• **Text**
╭──
China Labour Bulletin
- Abbreviation: CLB
- Formation: 1994; 31 years ago
- Founder: Han Dongfang
- Founded at: Hong Kong
- Dissolved: June 12, 2025; 6 months ago
- Type: non-profit NGO
- Legal status: HK limited company
- Purpose: Worker's rights; documentation of incidents
- Headquarters: Hong Kong
- Official language: Chinese (Mandarin, Simplified); English
- Subsidiaries: FCLB [US 501(c)(3)]
- Website: clb.org.hk

= China Labour Bulletin =

Non-governmental organization

China Labour Bulletin (CLB) was a non-governmental organization that promoted and defended workers' rights in the People's Republic of China. It was based in Hong Kong and was founded in 1994 by labour activist Han Dongfang.

==Overview==
CLB advocated stronger protection for the rights for Chinese workers, and expressed optimism that their conditions would improve through peaceful and legal action.

CLB supported the development of democratic trade unions in China and the enforcement of the PRC's labour laws. In addition, CLB sought the official recognition in China of international standards and conventions providing for workers' freedom of association and the right to free collective bargaining.

In 2002, CLB established a labour rights litigation programme designed to give workers the chance to seek redress for their grievances through the PRC's court system. The organization provided legal advice for workers and arranged for mainland Chinese lawyers to handle their cases. By October 2007, it had taken on about 140 cases involving such issues as non-payment of wages, industrial injury, and redundancy (unemployment) payments. It also addressed the problem of employment discrimination, in particular, raising awareness of and combating discrimination against the estimated 120 million hepatitis B positive Chinese.
╰──
• **What to do**
a) Reproduce the entries word for word, starting with their first line and going on through the line with "column 229, row 763", both ends included, and omit the pictures.
b) Write the next part of the article about China Labour Bulletin, picking up after its last sentence.
The entries that follow the article have no connection to it.

• **Record excerpts**
╭──
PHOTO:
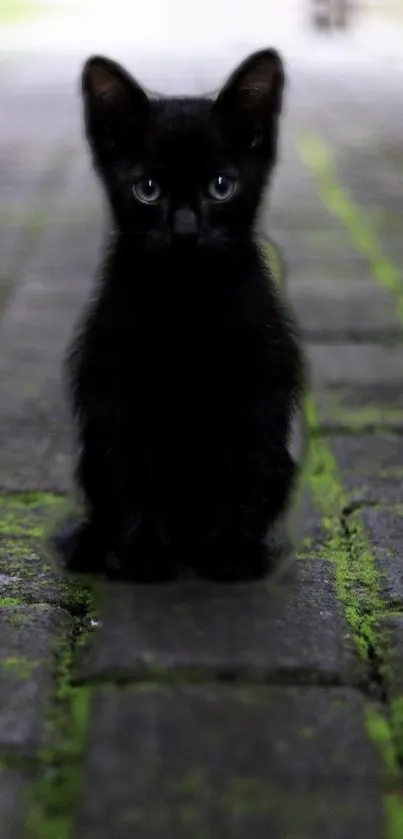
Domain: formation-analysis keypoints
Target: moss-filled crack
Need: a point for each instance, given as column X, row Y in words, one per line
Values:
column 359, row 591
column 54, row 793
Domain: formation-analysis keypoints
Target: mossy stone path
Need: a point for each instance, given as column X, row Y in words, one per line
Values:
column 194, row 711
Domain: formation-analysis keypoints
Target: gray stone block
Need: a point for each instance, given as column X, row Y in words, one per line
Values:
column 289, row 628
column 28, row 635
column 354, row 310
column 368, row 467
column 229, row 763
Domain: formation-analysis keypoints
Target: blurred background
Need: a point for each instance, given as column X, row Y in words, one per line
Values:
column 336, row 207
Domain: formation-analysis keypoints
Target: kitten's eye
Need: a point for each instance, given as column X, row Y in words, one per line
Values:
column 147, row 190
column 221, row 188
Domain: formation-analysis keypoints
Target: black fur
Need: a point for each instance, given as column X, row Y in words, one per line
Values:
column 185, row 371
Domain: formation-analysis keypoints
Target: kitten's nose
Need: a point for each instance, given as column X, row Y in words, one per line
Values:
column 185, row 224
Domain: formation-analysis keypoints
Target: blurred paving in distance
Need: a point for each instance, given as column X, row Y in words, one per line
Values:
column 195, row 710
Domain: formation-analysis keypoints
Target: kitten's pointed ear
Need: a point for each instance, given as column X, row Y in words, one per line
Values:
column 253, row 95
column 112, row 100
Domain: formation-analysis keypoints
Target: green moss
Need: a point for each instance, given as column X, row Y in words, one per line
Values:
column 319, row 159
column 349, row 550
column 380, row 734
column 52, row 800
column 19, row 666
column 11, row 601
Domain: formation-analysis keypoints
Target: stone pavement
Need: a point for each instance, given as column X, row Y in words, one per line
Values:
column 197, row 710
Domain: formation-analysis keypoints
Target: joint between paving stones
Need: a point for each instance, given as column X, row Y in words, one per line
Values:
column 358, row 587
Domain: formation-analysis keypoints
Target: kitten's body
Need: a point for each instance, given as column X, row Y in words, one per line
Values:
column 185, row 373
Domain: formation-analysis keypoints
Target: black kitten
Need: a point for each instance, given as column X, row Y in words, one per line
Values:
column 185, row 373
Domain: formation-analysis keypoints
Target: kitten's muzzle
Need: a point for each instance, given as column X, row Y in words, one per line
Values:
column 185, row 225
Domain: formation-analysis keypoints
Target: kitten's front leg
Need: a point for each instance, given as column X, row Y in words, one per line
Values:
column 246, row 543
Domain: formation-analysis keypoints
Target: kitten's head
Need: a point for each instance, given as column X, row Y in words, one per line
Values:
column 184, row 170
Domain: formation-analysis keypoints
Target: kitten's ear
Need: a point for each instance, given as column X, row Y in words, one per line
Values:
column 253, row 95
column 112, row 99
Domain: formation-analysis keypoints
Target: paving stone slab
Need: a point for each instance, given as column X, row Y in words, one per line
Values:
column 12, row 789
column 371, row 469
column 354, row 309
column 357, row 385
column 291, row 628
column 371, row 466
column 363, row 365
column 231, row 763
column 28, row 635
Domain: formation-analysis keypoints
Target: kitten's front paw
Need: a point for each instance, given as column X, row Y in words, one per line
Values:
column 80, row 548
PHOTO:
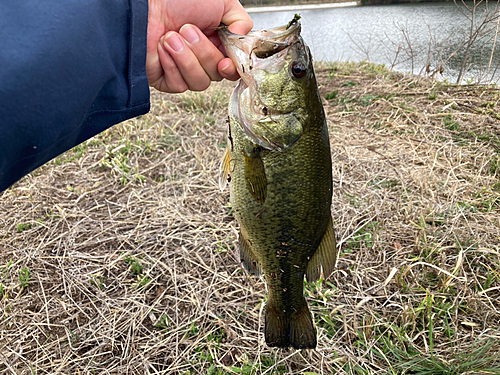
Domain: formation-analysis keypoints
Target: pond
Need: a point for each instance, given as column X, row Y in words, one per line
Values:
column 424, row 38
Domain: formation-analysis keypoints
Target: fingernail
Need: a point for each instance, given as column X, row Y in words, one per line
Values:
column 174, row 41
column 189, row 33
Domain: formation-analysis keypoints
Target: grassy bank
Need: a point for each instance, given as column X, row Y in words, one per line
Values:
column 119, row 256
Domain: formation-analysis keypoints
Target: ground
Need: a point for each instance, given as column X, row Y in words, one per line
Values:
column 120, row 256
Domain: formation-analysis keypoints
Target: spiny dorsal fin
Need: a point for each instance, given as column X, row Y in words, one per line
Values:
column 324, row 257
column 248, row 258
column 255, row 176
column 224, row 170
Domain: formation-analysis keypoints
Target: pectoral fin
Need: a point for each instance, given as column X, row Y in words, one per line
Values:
╰──
• **Outputs by task**
a)
PHOTO:
Domain: formation-analysis keypoints
Target: moss-filled crack
Need: a point for each instance, given as column X, row Y in words, one per line
Values:
column 359, row 591
column 54, row 793
Domain: formation-analysis keypoints
Target: mossy stone path
Need: a point for each instance, given as column X, row Y in words, one per line
Values:
column 194, row 711
Domain: formation-analysis keypoints
Target: gray stone block
Need: a point for each instance, given as column X, row Y in words, one per line
Values:
column 289, row 628
column 28, row 635
column 354, row 310
column 368, row 467
column 229, row 763

b)
In 2005, CLB set up a programme to promote collective bargaining and the use of factory-wide, legally enforceable collective labour contracts as a means of empowering workers, protecting their legal rights, and enhancing industrial relations.

CLB published five English language and ten Chinese language research reports on a range of issues including the workers' movement in China, migrant workers, child labour, coal mining accidents, and the silicosis epidemic among China's gemstone workers.

In March 2021, CLB documented a series of accidents in the context of workplace safety, which was ignored by the local trade union for allegedly complying to the state's "priorities in eliminating rural poverty and instilling political loyalty".

According to China Labor Bulletin, there were 138 strikes by food delivery drivers between 2015 and 2022. Ten percent of these strikes involved over 100 participants. Nearly all of the food delivery strikes documented by China Labor Bulletin involved Meituan or Ele.me, and the worker's demands primarily related to pay increases or pay arrearages.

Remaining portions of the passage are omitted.